**WHAT THE EXERCISE ASKS:**
Please find the lines in the following records that hold "field", and copy them.

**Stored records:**
*-*-*

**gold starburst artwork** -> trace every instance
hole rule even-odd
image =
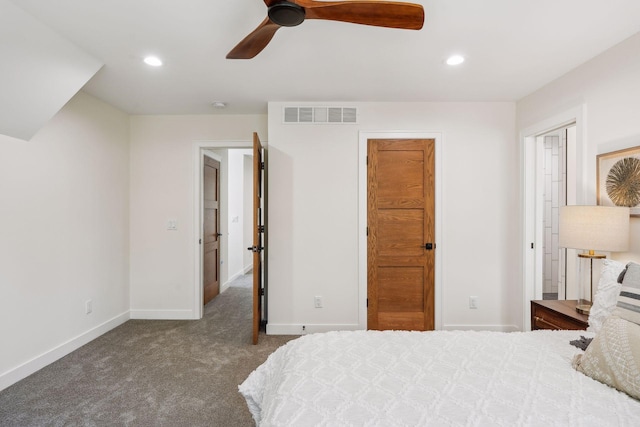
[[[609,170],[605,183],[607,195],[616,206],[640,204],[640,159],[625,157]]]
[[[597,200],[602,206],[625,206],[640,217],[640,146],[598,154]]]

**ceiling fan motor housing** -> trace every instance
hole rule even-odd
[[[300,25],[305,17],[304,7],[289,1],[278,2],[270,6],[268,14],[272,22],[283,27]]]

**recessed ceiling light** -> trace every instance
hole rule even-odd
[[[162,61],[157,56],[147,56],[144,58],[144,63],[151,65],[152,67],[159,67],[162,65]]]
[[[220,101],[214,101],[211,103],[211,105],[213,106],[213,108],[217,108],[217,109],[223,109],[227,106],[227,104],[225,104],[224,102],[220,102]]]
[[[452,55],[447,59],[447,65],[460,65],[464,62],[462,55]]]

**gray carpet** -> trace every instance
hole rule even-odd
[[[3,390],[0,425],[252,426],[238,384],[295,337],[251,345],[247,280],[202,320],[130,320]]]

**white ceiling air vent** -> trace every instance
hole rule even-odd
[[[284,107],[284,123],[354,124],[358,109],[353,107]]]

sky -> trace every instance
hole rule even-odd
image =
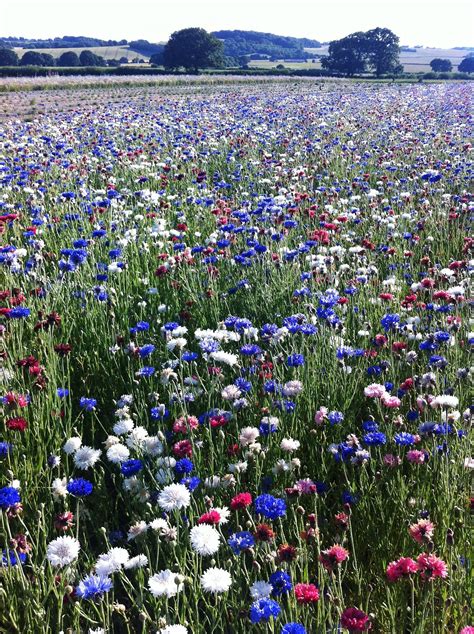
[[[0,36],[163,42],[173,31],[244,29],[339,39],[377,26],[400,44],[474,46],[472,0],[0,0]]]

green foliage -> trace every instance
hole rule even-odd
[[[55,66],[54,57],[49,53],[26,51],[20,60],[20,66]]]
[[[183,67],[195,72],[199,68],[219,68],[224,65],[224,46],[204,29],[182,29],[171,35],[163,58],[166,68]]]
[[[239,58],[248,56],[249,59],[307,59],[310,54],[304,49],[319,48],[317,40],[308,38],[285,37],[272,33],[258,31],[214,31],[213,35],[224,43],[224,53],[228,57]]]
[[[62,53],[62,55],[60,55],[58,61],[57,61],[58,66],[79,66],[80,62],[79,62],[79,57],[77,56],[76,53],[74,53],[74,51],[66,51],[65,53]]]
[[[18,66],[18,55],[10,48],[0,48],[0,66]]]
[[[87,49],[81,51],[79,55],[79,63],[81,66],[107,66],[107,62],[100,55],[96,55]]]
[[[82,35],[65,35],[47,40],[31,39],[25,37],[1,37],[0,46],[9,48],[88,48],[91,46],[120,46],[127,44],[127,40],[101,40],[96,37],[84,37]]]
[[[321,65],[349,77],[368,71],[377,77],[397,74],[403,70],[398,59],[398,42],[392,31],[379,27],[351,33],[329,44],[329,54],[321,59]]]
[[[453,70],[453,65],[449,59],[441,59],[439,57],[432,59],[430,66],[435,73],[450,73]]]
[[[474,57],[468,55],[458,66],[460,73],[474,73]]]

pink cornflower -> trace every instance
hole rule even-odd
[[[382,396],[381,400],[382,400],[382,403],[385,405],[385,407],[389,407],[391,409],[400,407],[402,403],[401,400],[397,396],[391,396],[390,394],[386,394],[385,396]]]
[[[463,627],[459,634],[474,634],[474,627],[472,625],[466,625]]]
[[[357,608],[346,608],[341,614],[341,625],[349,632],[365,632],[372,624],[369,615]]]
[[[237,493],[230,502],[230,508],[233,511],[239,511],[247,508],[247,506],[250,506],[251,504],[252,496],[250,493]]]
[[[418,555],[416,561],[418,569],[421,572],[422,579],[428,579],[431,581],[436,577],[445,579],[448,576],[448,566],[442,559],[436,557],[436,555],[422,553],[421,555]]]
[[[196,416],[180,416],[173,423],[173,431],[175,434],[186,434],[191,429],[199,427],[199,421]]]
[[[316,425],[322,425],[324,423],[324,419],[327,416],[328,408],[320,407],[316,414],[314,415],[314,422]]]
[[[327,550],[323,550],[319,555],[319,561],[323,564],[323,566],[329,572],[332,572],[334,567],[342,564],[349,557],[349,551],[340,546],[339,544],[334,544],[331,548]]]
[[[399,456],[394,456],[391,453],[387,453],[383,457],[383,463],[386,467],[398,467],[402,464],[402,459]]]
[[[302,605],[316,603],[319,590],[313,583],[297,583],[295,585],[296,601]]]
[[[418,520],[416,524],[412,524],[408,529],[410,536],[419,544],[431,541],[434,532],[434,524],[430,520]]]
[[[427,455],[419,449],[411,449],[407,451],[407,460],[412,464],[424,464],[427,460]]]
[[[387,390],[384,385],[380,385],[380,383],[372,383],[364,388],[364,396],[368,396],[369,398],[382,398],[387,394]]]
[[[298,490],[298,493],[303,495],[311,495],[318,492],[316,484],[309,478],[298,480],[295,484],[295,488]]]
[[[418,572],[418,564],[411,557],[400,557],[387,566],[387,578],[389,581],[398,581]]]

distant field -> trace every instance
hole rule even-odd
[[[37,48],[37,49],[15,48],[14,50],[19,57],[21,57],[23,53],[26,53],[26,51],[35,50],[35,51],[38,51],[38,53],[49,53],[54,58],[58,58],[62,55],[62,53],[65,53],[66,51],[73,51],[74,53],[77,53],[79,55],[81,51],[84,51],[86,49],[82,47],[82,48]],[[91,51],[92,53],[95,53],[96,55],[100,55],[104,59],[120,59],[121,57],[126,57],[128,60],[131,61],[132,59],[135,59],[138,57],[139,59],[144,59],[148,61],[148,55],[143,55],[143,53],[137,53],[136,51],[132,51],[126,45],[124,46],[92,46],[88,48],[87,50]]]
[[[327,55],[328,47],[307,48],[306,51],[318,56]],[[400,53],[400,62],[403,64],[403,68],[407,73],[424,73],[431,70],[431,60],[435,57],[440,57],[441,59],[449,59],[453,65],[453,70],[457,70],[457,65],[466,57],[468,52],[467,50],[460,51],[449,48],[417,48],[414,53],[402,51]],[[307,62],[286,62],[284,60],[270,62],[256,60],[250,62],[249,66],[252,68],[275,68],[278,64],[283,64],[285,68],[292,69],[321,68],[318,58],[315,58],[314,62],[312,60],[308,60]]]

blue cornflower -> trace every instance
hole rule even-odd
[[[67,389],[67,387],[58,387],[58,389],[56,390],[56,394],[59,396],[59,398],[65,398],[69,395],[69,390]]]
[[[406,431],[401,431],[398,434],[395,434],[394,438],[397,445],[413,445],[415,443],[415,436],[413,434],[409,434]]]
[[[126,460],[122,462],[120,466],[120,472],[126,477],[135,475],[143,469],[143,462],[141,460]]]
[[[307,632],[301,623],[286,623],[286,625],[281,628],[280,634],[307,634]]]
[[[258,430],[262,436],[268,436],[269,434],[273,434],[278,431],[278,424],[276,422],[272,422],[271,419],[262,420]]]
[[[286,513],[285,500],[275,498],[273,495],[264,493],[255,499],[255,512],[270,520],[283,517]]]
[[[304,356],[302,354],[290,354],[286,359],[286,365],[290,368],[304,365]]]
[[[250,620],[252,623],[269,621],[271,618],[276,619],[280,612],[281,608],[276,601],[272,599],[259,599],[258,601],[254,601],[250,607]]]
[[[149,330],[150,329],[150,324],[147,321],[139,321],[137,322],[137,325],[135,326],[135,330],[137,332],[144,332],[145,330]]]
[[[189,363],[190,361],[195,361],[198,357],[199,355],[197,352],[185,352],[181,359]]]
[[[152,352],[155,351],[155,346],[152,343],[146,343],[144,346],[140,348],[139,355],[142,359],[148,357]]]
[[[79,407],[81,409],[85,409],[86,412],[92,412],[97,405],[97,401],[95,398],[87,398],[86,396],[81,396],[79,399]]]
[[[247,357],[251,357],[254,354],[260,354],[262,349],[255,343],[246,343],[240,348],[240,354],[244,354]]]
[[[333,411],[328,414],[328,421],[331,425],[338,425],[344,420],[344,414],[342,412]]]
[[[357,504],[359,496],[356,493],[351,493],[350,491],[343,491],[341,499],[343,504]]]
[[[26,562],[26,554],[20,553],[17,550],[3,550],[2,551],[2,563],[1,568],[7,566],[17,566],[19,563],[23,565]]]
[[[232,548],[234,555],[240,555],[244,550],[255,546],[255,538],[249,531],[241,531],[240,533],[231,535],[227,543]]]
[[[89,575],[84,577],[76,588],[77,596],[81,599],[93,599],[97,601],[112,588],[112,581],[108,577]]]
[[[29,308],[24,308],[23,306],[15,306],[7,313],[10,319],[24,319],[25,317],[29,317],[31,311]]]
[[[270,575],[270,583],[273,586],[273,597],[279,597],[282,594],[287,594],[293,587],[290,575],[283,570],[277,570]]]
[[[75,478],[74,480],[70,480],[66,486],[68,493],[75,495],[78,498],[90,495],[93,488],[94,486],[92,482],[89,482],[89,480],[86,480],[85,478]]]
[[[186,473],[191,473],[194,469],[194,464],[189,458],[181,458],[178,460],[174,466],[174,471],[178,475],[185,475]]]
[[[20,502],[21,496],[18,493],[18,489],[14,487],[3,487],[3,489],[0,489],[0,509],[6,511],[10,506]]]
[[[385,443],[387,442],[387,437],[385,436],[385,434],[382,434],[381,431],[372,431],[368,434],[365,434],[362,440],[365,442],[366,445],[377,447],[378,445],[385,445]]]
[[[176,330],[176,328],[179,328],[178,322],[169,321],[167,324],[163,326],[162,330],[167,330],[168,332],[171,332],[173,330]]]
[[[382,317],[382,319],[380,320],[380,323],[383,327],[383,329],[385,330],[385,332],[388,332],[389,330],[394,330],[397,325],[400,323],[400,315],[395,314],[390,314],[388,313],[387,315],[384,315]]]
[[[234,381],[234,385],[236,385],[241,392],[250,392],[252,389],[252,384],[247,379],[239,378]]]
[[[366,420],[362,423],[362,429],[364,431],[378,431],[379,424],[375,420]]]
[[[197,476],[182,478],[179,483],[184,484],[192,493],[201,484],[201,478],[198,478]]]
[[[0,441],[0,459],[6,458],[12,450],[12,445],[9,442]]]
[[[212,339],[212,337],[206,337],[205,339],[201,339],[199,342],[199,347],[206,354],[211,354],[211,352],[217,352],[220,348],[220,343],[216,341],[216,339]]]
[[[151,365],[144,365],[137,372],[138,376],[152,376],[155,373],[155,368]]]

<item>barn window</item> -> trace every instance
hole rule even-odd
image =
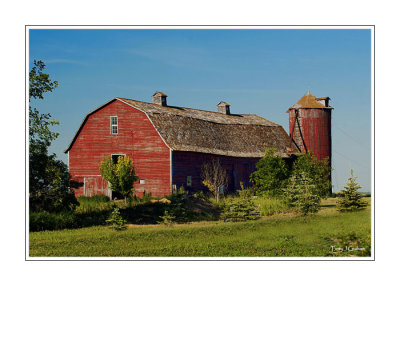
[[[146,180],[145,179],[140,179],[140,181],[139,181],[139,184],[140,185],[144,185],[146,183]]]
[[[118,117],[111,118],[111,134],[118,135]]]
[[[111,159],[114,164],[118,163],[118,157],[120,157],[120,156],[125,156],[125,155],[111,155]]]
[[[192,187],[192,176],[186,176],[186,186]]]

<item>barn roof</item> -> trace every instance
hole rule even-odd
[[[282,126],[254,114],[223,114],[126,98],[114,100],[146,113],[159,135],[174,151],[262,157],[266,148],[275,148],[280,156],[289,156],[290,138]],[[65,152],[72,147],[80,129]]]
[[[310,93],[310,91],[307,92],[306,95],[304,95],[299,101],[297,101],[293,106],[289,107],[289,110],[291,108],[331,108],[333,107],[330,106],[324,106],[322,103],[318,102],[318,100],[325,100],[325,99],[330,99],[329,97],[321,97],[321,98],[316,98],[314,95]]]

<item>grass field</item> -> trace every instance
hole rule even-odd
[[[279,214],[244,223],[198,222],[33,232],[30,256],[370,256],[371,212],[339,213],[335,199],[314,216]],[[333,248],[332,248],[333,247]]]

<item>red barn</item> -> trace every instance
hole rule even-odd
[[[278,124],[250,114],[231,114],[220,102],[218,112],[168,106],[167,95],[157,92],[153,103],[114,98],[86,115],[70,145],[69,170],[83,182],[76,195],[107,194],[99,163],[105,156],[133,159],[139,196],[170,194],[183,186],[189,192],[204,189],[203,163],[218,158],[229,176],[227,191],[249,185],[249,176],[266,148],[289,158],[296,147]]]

*-*-*

**REPLY TO THE EXERCISE:**
distant field -> trace every instance
<item>grass field</item> -> trace every instance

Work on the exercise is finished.